Aim of the exercise: Could you extract the complete passage on science fiction and creative problem solving, reproducing every word verbatim?

Given passage:
One of the ways I support clients to resolve conflict is helping them re-imagine what is possible. Our stories have power and we can all get trapped by the stories we tell ourselves and others about a situation. These restrictive and negative stories can prevent us from using creative and imaginative problem solving to come up with more effective and positive solutions.
One of my inspirations for creative problem solving is science fiction.
I am an avid novel reader, and SciFi, as we lovingly call it, has been one of my favorite genres sincw I was eleven years old. I love the way SciFi creates new cultures that have different ways of being together and communicating and solving problems. One of the patterns I have noticed over and over, is that technologies that originally only existed in the wild and fertile imagination of science fiction writers have become reality. Examples: submarines—Jules Verne, hand held phones—Dick Tracy, video phones—Robert Heinlein and others, replicators (3 D printers)—Star Trek The Next generation; robots—Isaac Asimov and R.U.R. , virtual reality—Marge Piercy and Melissa Scott, among others.

[Region pointing data]
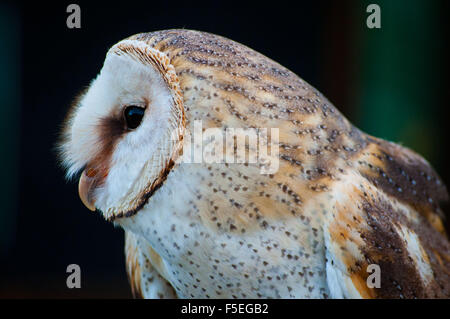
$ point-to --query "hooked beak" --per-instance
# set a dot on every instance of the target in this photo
(86, 188)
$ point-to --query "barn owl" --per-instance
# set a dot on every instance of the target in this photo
(338, 202)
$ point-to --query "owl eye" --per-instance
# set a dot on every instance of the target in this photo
(133, 116)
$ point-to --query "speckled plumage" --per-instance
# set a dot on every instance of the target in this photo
(341, 199)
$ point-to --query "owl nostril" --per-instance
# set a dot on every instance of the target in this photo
(91, 172)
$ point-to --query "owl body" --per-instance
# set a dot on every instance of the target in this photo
(338, 201)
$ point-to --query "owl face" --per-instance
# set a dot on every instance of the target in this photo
(125, 132)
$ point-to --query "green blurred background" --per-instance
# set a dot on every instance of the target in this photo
(391, 82)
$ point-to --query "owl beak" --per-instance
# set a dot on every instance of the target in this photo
(85, 188)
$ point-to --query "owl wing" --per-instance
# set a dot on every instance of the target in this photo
(142, 265)
(383, 234)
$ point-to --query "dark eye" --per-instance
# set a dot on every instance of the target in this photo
(133, 116)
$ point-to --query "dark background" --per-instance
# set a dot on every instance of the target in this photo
(391, 82)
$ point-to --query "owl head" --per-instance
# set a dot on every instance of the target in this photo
(124, 133)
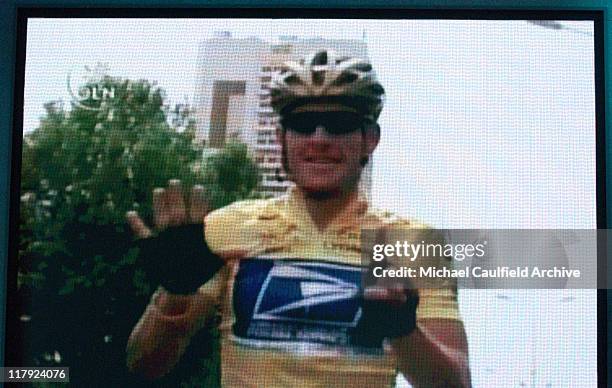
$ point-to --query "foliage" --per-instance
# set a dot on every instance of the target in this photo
(82, 169)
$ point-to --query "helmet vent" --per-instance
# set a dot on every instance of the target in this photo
(319, 59)
(318, 77)
(345, 78)
(292, 79)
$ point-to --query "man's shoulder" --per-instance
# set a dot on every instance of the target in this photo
(244, 210)
(387, 218)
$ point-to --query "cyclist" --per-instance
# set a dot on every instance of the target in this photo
(288, 294)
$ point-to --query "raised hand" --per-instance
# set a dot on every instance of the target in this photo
(171, 209)
(174, 252)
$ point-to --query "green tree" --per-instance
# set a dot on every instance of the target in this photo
(79, 278)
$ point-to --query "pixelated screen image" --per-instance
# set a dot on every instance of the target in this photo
(278, 140)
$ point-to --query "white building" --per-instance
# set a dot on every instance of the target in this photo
(232, 97)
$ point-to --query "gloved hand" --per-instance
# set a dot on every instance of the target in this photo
(387, 312)
(179, 259)
(177, 256)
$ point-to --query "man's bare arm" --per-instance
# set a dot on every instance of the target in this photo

Output for this task:
One of the ways I support clients to resolve conflict is helping them re-imagine what is possible. Our stories have power and we can all get trapped by the stories we tell ourselves and others about a situation. These restrictive and negative stories can prevent us from using creative and imaginative problem solving to come up with more effective and positive solutions.
One of my inspirations for creative problem solving is science fiction.
I am an avid novel reader, and SciFi, as we lovingly call it, has been one of my favorite genres sincw I was eleven years old. I love the way SciFi creates new cultures that have different ways of being together and communicating and solving problems. One of the patterns I have noticed over and over, is that technologies that originally only existed in the wild and fertile imagination of science fiction writers have become reality. Examples: submarines—Jules Verne, hand held phones—Dick Tracy, video phones—Robert Heinlein and others, replicators (3 D printers)—Star Trek The Next generation; robots—Isaac Asimov and R.U.R. , virtual reality—Marge Piercy and Melissa Scott, among others.